[WHAT IS EXPECTED]
Reproduce the records starting at the line containing "Spot the gray" and ending at the end of the records, switching every "blazer" to "sport coat" and leaving all else unchanged.

[RECORDED INFORMATION]
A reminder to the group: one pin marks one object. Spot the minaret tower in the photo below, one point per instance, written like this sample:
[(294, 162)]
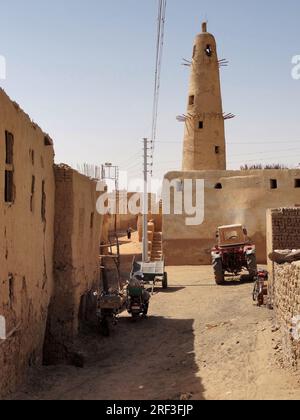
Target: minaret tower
[(204, 139)]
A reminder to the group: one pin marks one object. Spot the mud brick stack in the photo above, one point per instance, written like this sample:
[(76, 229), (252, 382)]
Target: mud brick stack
[(284, 233)]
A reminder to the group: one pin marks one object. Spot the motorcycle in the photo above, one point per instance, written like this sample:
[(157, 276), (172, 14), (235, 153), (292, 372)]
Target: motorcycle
[(137, 297), (260, 287)]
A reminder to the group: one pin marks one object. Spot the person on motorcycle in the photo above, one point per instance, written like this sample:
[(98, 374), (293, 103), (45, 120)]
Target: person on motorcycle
[(137, 282)]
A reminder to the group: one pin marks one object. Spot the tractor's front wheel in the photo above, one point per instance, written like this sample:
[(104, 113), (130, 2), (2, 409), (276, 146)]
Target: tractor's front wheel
[(252, 266), (165, 281), (218, 271)]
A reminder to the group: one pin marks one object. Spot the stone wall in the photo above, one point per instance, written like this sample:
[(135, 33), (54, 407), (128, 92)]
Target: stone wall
[(76, 261), (26, 240), (283, 232), (230, 197), (287, 307)]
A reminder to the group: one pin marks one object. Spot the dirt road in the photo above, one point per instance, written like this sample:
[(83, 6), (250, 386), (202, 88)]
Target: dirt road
[(200, 342)]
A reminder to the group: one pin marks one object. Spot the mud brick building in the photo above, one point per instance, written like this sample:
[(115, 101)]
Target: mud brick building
[(284, 233), (49, 238)]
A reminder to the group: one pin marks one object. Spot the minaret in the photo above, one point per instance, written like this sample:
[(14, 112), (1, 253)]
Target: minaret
[(204, 139)]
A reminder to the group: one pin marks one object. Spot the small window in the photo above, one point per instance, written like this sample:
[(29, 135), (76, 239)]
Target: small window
[(9, 142), (43, 203), (32, 157), (191, 100), (273, 184), (208, 50), (179, 186), (92, 220), (48, 141), (9, 187), (32, 193)]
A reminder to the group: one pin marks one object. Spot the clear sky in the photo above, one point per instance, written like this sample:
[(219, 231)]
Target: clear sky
[(84, 70)]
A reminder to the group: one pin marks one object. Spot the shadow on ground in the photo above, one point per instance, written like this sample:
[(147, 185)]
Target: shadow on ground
[(150, 359)]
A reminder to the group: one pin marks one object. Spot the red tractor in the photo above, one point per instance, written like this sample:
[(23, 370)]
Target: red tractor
[(233, 254)]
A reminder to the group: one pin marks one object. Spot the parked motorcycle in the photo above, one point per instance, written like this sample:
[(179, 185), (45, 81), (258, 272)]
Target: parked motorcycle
[(137, 297), (261, 287)]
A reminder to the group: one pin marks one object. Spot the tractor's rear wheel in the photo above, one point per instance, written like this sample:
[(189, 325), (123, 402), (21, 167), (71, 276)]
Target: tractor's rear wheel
[(165, 281), (252, 266), (218, 271)]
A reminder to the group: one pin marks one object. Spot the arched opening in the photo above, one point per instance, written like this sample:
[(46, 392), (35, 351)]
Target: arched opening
[(208, 50)]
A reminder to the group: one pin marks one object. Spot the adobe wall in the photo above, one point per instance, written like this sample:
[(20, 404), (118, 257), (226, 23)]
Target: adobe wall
[(26, 241), (287, 307), (76, 261), (244, 198), (283, 232)]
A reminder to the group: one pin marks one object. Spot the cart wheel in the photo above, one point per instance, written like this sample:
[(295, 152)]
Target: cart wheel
[(165, 281), (104, 327)]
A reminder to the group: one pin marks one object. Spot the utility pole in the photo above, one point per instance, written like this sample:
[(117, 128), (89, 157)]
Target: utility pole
[(145, 205)]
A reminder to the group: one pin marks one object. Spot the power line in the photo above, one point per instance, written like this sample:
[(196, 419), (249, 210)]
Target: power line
[(162, 6)]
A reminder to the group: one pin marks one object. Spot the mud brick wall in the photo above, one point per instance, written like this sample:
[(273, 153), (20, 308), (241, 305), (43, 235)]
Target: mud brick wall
[(26, 243), (283, 232), (77, 230), (285, 228), (287, 306)]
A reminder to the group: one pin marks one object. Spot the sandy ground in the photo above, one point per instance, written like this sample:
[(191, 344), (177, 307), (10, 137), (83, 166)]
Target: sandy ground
[(201, 341)]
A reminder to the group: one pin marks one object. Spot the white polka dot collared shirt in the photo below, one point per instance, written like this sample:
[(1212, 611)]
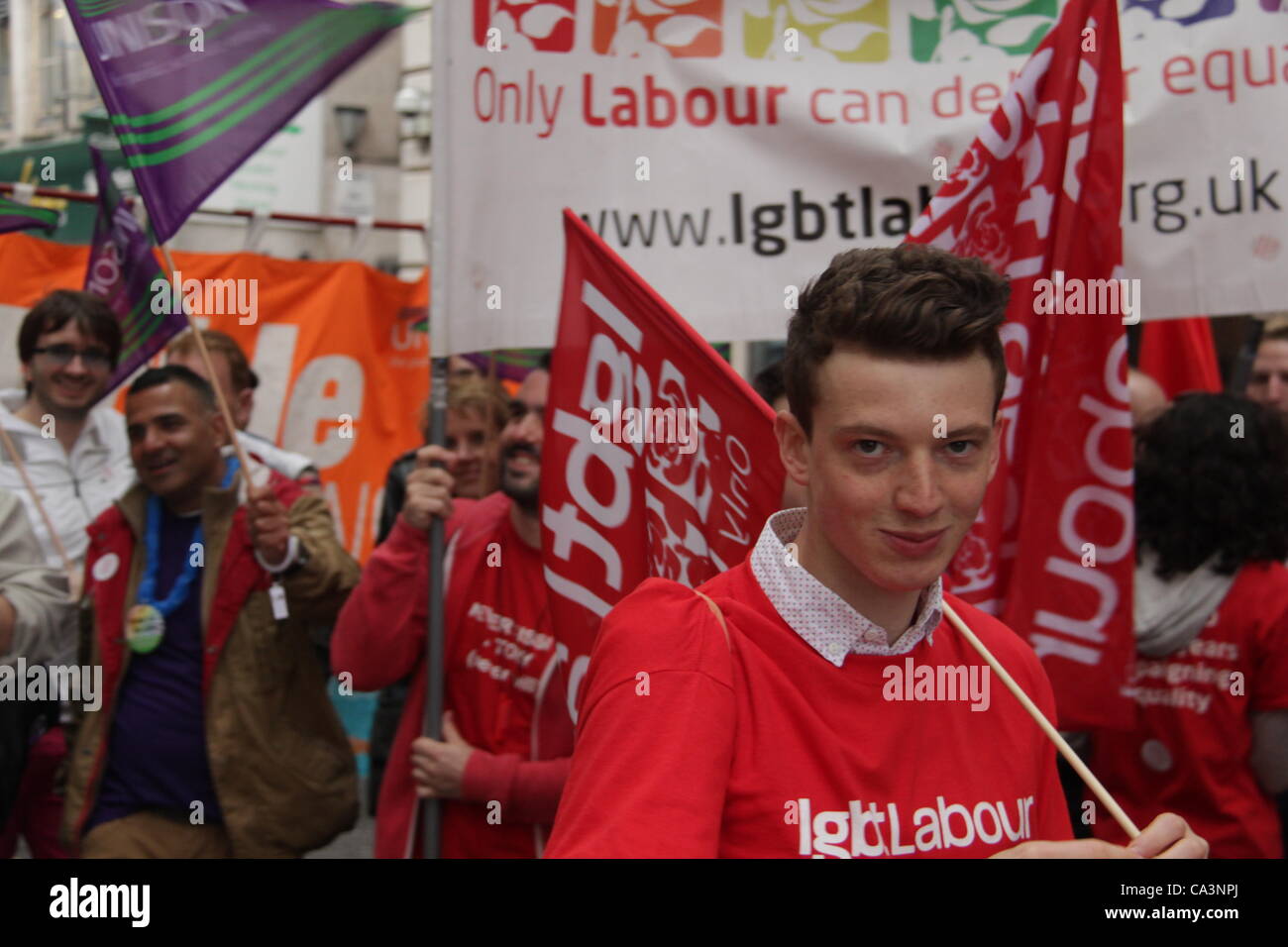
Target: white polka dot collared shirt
[(823, 618)]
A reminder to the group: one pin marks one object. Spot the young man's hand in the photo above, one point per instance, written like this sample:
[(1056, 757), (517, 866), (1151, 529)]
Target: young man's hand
[(269, 525), (438, 767), (1167, 836), (429, 488)]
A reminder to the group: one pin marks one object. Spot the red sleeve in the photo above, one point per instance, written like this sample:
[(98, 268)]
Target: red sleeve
[(380, 633), (652, 758), (1267, 684), (528, 791), (1050, 819)]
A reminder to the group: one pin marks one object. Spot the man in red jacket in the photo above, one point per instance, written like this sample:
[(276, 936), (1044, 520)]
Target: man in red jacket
[(507, 737), (822, 706)]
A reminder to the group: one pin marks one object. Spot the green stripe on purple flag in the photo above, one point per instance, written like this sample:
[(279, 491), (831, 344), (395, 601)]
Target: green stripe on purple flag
[(123, 268), (21, 217), (187, 118)]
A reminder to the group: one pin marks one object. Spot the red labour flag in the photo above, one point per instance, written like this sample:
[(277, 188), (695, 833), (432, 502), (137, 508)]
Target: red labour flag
[(658, 459), (1180, 356), (1038, 197)]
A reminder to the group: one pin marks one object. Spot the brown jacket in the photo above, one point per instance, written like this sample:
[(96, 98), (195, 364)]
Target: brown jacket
[(282, 767)]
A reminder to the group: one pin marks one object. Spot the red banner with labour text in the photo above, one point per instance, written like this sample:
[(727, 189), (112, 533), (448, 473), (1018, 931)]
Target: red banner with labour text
[(1038, 196), (658, 459)]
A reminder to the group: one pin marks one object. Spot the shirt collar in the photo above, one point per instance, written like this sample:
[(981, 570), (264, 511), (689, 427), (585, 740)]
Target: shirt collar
[(827, 622)]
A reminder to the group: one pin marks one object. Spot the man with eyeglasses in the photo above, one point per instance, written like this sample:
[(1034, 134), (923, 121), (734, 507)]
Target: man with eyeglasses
[(77, 458)]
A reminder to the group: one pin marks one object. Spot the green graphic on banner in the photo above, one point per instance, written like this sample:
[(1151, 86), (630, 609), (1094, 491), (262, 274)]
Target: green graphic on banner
[(965, 29), (855, 31)]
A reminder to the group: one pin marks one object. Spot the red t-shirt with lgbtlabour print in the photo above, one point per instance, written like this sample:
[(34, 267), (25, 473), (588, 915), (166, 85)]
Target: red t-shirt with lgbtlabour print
[(1189, 750), (691, 746)]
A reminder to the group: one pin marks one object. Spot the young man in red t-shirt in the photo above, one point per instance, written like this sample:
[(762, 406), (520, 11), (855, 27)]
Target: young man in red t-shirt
[(800, 720), (507, 735)]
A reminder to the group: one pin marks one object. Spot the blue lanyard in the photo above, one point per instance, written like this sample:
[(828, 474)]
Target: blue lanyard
[(147, 585)]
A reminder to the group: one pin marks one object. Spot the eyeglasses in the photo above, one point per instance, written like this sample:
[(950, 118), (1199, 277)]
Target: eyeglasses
[(94, 360)]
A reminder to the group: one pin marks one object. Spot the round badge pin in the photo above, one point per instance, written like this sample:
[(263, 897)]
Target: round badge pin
[(145, 626)]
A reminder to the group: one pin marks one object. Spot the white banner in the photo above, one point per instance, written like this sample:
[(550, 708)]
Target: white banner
[(728, 149)]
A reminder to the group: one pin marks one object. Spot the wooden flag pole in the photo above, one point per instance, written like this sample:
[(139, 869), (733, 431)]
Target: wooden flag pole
[(210, 369), (1052, 733)]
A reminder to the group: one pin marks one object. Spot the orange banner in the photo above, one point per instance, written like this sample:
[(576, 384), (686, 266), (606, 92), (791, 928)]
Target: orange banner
[(343, 368)]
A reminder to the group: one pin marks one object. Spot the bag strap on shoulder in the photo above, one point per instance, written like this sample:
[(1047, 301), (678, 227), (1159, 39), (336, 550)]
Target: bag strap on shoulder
[(719, 615)]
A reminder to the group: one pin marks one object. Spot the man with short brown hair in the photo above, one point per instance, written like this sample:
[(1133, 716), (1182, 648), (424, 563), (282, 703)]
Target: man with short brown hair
[(215, 736), (778, 716), (237, 380)]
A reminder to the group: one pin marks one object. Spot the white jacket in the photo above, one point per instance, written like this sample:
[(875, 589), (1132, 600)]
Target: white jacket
[(44, 618), (73, 488)]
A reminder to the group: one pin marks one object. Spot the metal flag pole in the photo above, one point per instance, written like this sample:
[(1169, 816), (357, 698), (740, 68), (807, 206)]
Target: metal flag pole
[(432, 724)]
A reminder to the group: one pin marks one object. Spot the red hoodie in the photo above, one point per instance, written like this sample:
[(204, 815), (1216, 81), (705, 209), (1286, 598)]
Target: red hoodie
[(500, 672), (1190, 746)]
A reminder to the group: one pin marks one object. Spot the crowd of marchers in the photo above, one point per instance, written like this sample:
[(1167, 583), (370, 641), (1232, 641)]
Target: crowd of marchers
[(198, 569)]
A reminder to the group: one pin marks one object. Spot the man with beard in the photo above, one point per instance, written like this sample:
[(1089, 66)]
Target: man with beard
[(503, 758)]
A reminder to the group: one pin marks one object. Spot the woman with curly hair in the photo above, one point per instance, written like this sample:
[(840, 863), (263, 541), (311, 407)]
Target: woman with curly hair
[(1211, 615)]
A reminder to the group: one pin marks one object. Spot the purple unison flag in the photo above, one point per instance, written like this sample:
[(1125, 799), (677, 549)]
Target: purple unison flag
[(194, 86), (123, 269), (20, 217)]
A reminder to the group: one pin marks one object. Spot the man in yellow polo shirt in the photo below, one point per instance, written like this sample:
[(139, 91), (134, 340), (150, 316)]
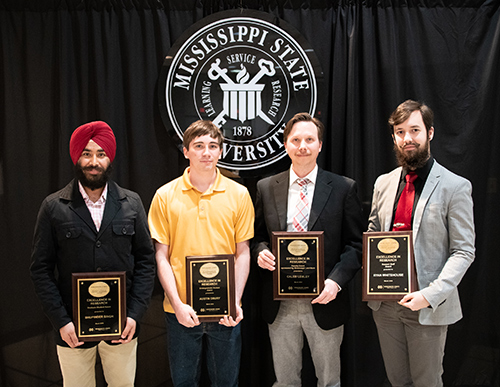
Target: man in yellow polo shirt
[(201, 213)]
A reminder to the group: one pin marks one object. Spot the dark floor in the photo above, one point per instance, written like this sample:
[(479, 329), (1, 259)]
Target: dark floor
[(23, 367)]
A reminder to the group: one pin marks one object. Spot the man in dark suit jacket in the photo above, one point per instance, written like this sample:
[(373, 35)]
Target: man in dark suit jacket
[(336, 210), (92, 225), (412, 331)]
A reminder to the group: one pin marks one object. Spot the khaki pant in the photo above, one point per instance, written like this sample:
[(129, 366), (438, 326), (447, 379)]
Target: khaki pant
[(118, 364)]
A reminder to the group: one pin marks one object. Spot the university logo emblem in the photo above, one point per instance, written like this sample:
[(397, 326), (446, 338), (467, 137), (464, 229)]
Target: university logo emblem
[(246, 71)]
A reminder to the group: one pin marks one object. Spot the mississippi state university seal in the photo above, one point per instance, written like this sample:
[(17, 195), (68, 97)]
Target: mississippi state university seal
[(246, 71)]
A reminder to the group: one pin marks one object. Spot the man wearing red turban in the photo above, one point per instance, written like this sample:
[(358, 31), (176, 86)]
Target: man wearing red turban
[(93, 225)]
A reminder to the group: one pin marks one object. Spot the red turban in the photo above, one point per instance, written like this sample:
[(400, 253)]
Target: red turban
[(99, 132)]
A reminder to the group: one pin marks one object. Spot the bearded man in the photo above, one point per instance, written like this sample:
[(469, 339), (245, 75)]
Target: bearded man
[(412, 331), (92, 225)]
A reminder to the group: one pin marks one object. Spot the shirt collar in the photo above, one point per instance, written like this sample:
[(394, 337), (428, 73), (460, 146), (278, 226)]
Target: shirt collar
[(422, 172), (312, 176), (219, 184), (102, 198)]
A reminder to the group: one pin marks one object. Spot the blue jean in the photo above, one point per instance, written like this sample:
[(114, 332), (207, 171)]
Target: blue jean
[(185, 349)]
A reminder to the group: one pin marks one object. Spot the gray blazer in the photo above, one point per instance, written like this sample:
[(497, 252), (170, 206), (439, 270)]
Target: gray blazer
[(443, 237)]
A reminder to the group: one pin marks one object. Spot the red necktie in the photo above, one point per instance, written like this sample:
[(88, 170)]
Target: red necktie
[(402, 219)]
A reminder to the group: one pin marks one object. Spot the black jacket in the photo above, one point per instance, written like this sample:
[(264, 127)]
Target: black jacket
[(336, 210)]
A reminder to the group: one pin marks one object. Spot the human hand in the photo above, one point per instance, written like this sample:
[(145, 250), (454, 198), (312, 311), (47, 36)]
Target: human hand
[(328, 294), (266, 260), (414, 301), (128, 332), (68, 334), (186, 315), (228, 321)]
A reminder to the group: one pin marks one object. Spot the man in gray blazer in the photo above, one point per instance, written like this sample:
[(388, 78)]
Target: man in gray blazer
[(335, 209), (412, 331)]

[WORKED ANSWER]
A reminder to the group: one pin marks one object. Spot the gray sport coat in the photo above, one point per instance, written like this sample:
[(497, 252), (170, 206), (439, 270)]
Target: gray sport coat
[(443, 237)]
A reminder to the group: one pin marks one object. Spot the red necktie in the photo above, one point per instance, written like this sample:
[(88, 170)]
Target: red necktie
[(402, 219)]
A reminder to the group: one pin marks one object. Spot the black jacket in the photo above, one point per instance, written like this sample:
[(264, 127)]
Target: black jacket
[(336, 210)]
A reminder to the group: one pin marks one object. Spot the human hand in the photo above, one point per instance, written like this sample:
[(145, 250), (454, 198), (312, 311), (47, 36)]
Target: human hand
[(328, 294), (266, 260), (414, 301), (128, 332), (68, 334), (186, 315), (228, 321)]
A reminder to the group: one pin marks one object. Spot the man in gray sport coat in the photo above, one point per instance, written like this sample:
[(388, 78)]
Target: man in gray sport coat
[(335, 209), (412, 331)]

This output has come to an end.